所給文本:
☆ ☆ ☆ ☆

DWS層的構建過程
ADS層需求:
最近1、7、30日各品牌訂單數
最近1、7、30日各品牌订单人数
最近1、7、30日各品類訂單數
最近1、7、30日各品類訂單人數
分析過程:
將相同的統計周期,業務過程,統計粒度放入同一張dws表,需要2*2四張表
dws表的命名規範:dws_数据域_统计粒度_业务过程_统计周期(1d/nd/td)
這四張表分別是:
1.dws_trade_tm_order_1d
2.dws_trade_tm_order_nd
3.dws_trade_category_order_1d
4.dws_trade_category_order_nd
首先來看第一張表的構建過程:dws_trade_tm_order_1d
1.需要哪些字段:
行列分區:
行:由統計的粒度決定:tm_id,tm_name
列:根據派生指標決定(主要由dwd層的事實決定),order_count,order_user_count,order_total_amount
2.分區
按照日期分區,一天一個分區
3.建表語句
DROP TABLE IF EXISTS dws_trade_tm_order_1d;
CREATE EXTERNAL TABLE dws_trade_tm_order_1d
(
`tm_id` STRING COMMENT '品牌编号',
`tm_name` STRING COMMENT '品牌名稱',
`order_count` STRING COMMENT '下單數量',
`order_user_count` STRING COMMENT '下單人數',
`order_total_amount` STRING COMMENT '下單金額'
) COMMENT '交易域下单明细事务事实表'
PARTITIONED BY (`dt` STRING)
ROW FORMAT DELIMITED FIELDS TERMINATED BY '\t'
STORED AS ORC
LOCATION '/warehouse/gmall/dwd/dws_trade_tm_order_1d/'
TBLPROPERTIES ('orc.compress' = 'snappy');
4.數據裝載
分析:
-
數據來源于dwd層的下單事實表
-
下單事實表的構建過程:
1.將和下單過程相關聯的業務表找出來,分別是: ods_order_info_inc,ods_order_detail_inc,ods_order_detail_activity_inc,ods_order_detail_coupon_inc
2.主表是ods_order_detail_inc,將這張表和其他表進行left join
3.建表语句
DROP TABLE IF EXISTS dwd_trade_order_detail_inc;
CREATE EXTERNAL TABLE dwd_trade_order_detail_inc
(
`id` STRING COMMENT '编号',
`order_id` STRING COMMENT '订单id',
`user_id` STRING COMMENT '用户id',
`sku_id` STRING COMMENT '商品id',
`province_id` STRING COMMENT '省份id',
`activity_id` STRING COMMENT '参与活动规则id',
`activity_rule_id` STRING COMMENT '参与活动规则id',
`coupon_id` STRING COMMENT '使用优惠券id',
`date_id` STRING COMMENT '下单日期id',
`create_time` STRING COMMENT '下单时间',
`source_id` STRING COMMENT '来源编号',
`source_type_code` STRING COMMENT '来源类型编码',
`source_type_name` STRING COMMENT '来源类型名称',
`sku_num` BIGINT COMMENT '商品数量',
`split_original_amount` DECIMAL(16, 2) COMMENT '原始价格',
`split_activity_amount` DECIMAL(16, 2) COMMENT '活动优惠分摊',
`split_coupon_amount` DECIMAL(16, 2) COMMENT '优惠券优惠分摊',
`split_total_amount` DECIMAL(16, 2) COMMENT '最终价格分摊'
) COMMENT '交易域下单明细事务事实表'
PARTITIONED BY (`dt` STRING)

☆ ☆ ☆ ☆

所給記錄:
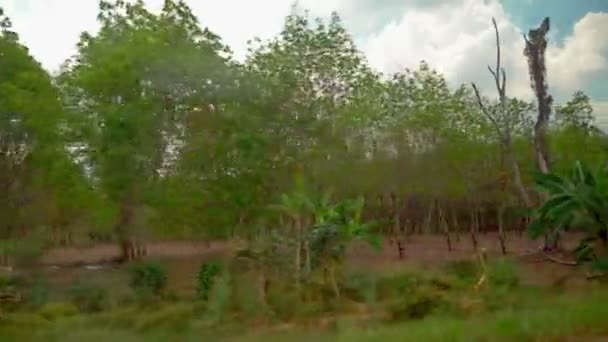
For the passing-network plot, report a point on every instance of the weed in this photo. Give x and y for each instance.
(148, 279)
(53, 311)
(206, 277)
(89, 297)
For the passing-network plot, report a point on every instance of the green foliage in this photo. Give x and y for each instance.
(580, 199)
(53, 311)
(89, 297)
(221, 298)
(463, 269)
(148, 278)
(207, 274)
(503, 272)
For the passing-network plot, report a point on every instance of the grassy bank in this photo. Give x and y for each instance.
(553, 317)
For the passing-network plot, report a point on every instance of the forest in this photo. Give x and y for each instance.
(155, 185)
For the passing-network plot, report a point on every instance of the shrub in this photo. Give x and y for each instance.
(52, 311)
(206, 277)
(174, 317)
(220, 298)
(360, 287)
(416, 305)
(38, 291)
(503, 273)
(397, 285)
(89, 297)
(148, 278)
(463, 269)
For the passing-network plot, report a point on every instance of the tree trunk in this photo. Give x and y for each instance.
(474, 227)
(429, 218)
(298, 254)
(444, 223)
(501, 229)
(125, 240)
(456, 225)
(536, 43)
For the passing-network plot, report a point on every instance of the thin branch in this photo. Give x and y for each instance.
(485, 111)
(559, 261)
(497, 45)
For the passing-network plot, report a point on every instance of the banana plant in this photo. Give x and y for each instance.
(577, 199)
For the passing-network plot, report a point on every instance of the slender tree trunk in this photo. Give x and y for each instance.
(536, 44)
(474, 227)
(125, 239)
(501, 229)
(298, 254)
(429, 218)
(446, 231)
(456, 224)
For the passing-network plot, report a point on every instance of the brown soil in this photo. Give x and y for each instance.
(183, 258)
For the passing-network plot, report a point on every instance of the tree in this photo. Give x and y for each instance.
(31, 150)
(504, 118)
(137, 81)
(536, 44)
(576, 113)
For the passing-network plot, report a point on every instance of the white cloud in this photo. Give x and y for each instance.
(457, 38)
(582, 55)
(454, 36)
(600, 109)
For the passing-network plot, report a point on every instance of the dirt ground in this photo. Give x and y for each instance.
(183, 259)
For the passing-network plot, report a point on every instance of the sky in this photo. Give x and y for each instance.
(454, 36)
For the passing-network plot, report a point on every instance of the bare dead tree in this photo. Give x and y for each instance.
(501, 122)
(536, 44)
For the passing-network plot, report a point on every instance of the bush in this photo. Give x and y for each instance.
(38, 291)
(89, 297)
(416, 305)
(148, 279)
(398, 285)
(206, 277)
(463, 269)
(503, 273)
(174, 317)
(53, 311)
(220, 298)
(360, 287)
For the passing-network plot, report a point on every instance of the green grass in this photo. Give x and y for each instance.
(572, 315)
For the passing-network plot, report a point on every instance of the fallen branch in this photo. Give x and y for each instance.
(591, 276)
(559, 261)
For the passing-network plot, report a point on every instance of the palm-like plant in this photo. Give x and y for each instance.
(577, 199)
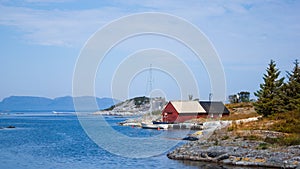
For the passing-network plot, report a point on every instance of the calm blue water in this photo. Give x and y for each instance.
(58, 141)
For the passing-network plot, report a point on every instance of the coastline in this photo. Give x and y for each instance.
(238, 152)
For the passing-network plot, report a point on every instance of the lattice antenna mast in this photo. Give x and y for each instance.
(150, 81)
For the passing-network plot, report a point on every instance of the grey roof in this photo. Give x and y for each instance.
(214, 107)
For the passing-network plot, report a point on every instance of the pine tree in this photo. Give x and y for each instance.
(292, 88)
(270, 93)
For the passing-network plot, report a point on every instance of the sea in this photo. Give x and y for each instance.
(58, 141)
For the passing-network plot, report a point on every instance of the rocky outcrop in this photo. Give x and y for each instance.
(241, 153)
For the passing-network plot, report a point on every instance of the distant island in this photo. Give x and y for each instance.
(66, 104)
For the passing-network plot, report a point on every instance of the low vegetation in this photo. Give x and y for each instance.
(242, 110)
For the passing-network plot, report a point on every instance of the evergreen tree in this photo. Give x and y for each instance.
(292, 88)
(270, 93)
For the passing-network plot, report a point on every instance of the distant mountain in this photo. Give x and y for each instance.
(30, 103)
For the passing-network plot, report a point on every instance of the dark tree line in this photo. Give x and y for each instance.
(277, 96)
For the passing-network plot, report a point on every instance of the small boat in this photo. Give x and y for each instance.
(159, 122)
(154, 126)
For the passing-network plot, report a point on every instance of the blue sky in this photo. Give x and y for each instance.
(41, 40)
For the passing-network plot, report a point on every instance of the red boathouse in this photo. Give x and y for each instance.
(180, 111)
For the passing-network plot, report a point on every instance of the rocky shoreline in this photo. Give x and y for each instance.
(239, 153)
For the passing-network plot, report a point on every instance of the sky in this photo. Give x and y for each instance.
(41, 41)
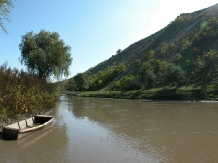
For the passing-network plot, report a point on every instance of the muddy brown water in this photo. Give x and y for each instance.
(95, 130)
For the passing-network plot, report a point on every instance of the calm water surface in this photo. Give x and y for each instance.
(94, 130)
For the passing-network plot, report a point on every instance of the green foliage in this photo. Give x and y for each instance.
(71, 85)
(173, 74)
(82, 81)
(149, 79)
(137, 63)
(45, 54)
(104, 77)
(22, 93)
(123, 83)
(149, 54)
(207, 66)
(5, 8)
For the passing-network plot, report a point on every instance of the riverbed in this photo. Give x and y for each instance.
(96, 130)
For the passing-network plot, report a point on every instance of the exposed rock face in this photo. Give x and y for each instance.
(182, 28)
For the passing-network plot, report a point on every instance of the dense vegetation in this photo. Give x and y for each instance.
(23, 94)
(184, 53)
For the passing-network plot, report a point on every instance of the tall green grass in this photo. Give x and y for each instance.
(23, 94)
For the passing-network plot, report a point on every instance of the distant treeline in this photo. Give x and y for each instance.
(183, 61)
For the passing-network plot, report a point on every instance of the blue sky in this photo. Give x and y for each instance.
(95, 29)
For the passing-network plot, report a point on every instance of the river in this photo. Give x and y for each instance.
(95, 130)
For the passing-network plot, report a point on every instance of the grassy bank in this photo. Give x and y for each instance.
(166, 93)
(23, 95)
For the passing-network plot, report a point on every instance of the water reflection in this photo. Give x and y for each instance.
(94, 130)
(167, 131)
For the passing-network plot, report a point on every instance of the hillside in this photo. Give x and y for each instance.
(182, 53)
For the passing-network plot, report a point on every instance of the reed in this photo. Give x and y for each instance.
(23, 94)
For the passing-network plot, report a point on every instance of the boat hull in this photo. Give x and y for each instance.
(26, 127)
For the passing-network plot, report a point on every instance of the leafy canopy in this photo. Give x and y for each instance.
(45, 54)
(5, 7)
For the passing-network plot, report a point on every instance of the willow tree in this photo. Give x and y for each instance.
(45, 54)
(5, 8)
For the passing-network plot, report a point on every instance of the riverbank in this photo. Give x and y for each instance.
(26, 116)
(172, 93)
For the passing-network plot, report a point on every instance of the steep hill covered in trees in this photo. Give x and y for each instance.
(185, 52)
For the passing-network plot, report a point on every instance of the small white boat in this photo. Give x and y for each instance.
(25, 127)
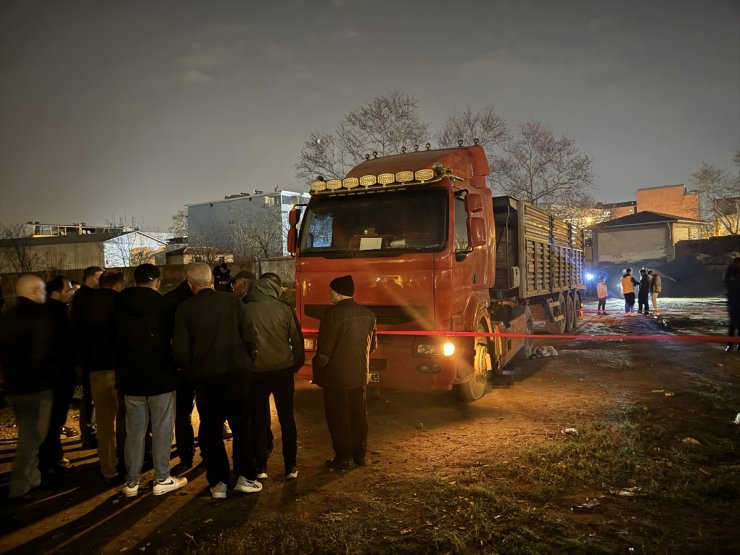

☆ ☆ ☆ ☆

待完成任務: 根據所給文本,構建下單事實表時,與其他業務表進行left join的主表是哪一張?

回答: ods_order_detail_inc